┏━━

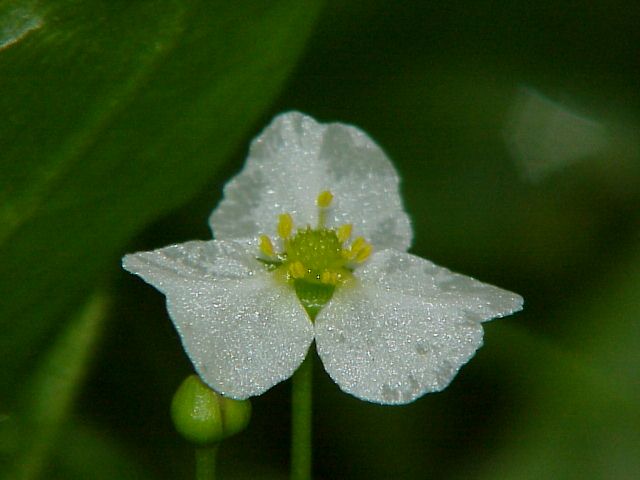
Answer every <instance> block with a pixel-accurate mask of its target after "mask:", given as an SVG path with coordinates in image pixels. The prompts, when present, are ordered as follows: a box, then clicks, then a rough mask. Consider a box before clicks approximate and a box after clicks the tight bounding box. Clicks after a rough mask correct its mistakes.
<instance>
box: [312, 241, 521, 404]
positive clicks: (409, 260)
mask: <svg viewBox="0 0 640 480" xmlns="http://www.w3.org/2000/svg"><path fill="white" fill-rule="evenodd" d="M357 276H358V280H357V281H355V282H354V283H353V285H347V286H344V287H342V288H338V289H336V292H335V294H334V296H333V298H332V299H331V301H330V302H329V304H328V305H327V306H326V307H325V308H324V309H323V310H322V311H321V312H320V314H319V315H318V317H317V318H316V323H315V329H316V344H317V348H318V354H319V355H320V357H321V359H322V362H323V363H324V366H325V368H326V370H327V372H328V373H329V375H331V377H332V378H333V379H334V380H335V382H336V383H337V384H338V385H339V386H340V388H342V389H343V390H344V391H345V392H347V393H350V394H352V395H355V396H356V397H359V398H362V399H364V400H368V401H371V402H376V403H383V404H402V403H408V402H411V401H412V400H415V399H416V398H418V397H420V396H421V395H423V394H425V393H427V392H435V391H439V390H442V389H443V388H445V387H446V386H447V385H448V384H449V382H450V381H451V380H452V379H453V377H454V376H455V375H456V373H457V372H458V370H459V369H460V367H461V366H462V365H464V364H465V363H466V362H467V361H468V360H469V359H470V358H471V357H472V356H473V355H474V353H475V351H476V350H477V349H478V348H479V347H480V346H481V345H482V326H481V324H480V322H482V321H484V320H489V319H490V318H494V317H498V316H503V315H507V314H509V313H512V312H515V311H517V310H520V309H521V308H522V298H521V297H520V296H519V295H516V294H514V293H511V292H507V291H505V290H501V289H499V288H497V287H494V286H491V285H487V284H484V283H481V282H478V281H477V280H474V279H472V278H470V277H466V276H464V275H459V274H455V273H452V272H450V271H449V270H447V269H445V268H442V267H438V266H436V265H434V264H433V263H431V262H429V261H427V260H424V259H422V258H419V257H416V256H414V255H409V254H407V253H401V252H396V251H392V250H386V251H383V252H378V253H376V254H374V255H373V257H372V258H371V260H370V262H369V264H368V265H366V266H365V267H364V268H363V269H362V270H361V271H358V272H357Z"/></svg>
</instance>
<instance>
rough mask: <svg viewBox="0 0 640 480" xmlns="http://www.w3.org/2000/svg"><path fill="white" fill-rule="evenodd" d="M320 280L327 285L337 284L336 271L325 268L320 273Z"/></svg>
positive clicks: (336, 275)
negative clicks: (329, 270)
mask: <svg viewBox="0 0 640 480" xmlns="http://www.w3.org/2000/svg"><path fill="white" fill-rule="evenodd" d="M320 281H321V282H322V283H324V284H327V285H337V284H338V273H337V272H330V271H329V270H325V271H324V272H322V274H321V275H320Z"/></svg>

┗━━

> Action item
Leave out the pictures and output every record above precisely as given.

> Answer for the task
Answer every <instance> block with a pixel-accurate mask of its target after "mask:", given as an SVG path with coordinates in image pixels. The prompts, when present, are ordered as follows: a box, then clicks, then a rough mask. Consider a box before clicks approximate and a box after clicks the tight bounding box. Clicks after a rough mask correct its mistakes.
<instance>
box: [312, 241, 521, 404]
positive clicks: (409, 260)
mask: <svg viewBox="0 0 640 480" xmlns="http://www.w3.org/2000/svg"><path fill="white" fill-rule="evenodd" d="M357 276H358V280H357V281H355V282H354V283H353V285H347V286H344V287H342V288H338V289H336V292H335V294H334V296H333V298H332V299H331V301H330V302H329V304H328V305H327V306H326V307H325V308H324V309H323V310H322V311H321V312H320V314H319V315H318V317H317V318H316V323H315V329H316V344H317V348H318V354H319V355H320V357H321V359H322V362H323V363H324V366H325V368H326V370H327V372H328V373H329V375H331V377H332V378H333V379H334V380H335V382H336V383H337V384H338V385H339V386H340V388H342V389H343V390H344V391H345V392H347V393H350V394H352V395H355V396H356V397H359V398H362V399H364V400H368V401H371V402H376V403H383V404H402V403H408V402H411V401H412V400H415V399H416V398H418V397H420V396H421V395H423V394H425V393H427V392H435V391H439V390H442V389H443V388H445V387H446V386H447V385H448V384H449V382H450V381H451V380H452V379H453V377H454V376H455V375H456V373H457V372H458V370H459V369H460V367H461V366H462V365H464V364H465V363H466V362H467V361H468V360H469V359H470V358H471V357H472V356H473V355H474V353H475V351H476V350H477V349H478V348H479V347H480V346H481V345H482V326H481V324H480V322H482V321H484V320H489V319H490V318H494V317H498V316H503V315H507V314H509V313H512V312H515V311H517V310H520V309H521V308H522V298H521V297H520V296H519V295H516V294H514V293H511V292H507V291H505V290H501V289H499V288H497V287H494V286H491V285H487V284H484V283H481V282H478V281H477V280H474V279H472V278H470V277H466V276H464V275H459V274H455V273H452V272H450V271H449V270H447V269H445V268H442V267H438V266H436V265H434V264H433V263H431V262H429V261H427V260H424V259H422V258H419V257H416V256H414V255H409V254H407V253H401V252H396V251H392V250H386V251H383V252H378V253H376V254H374V255H373V257H372V258H371V260H370V262H369V264H368V265H366V266H365V267H364V268H363V269H362V270H361V271H358V272H357Z"/></svg>
</instance>
<instance>
rough mask: <svg viewBox="0 0 640 480" xmlns="http://www.w3.org/2000/svg"><path fill="white" fill-rule="evenodd" d="M320 280L327 285L337 284L336 271L325 268L320 273Z"/></svg>
positive clicks: (336, 275)
negative clicks: (329, 270)
mask: <svg viewBox="0 0 640 480" xmlns="http://www.w3.org/2000/svg"><path fill="white" fill-rule="evenodd" d="M320 281H321V282H322V283H324V284H327V285H337V284H338V273H337V272H330V271H329V270H325V271H324V272H322V274H321V275H320Z"/></svg>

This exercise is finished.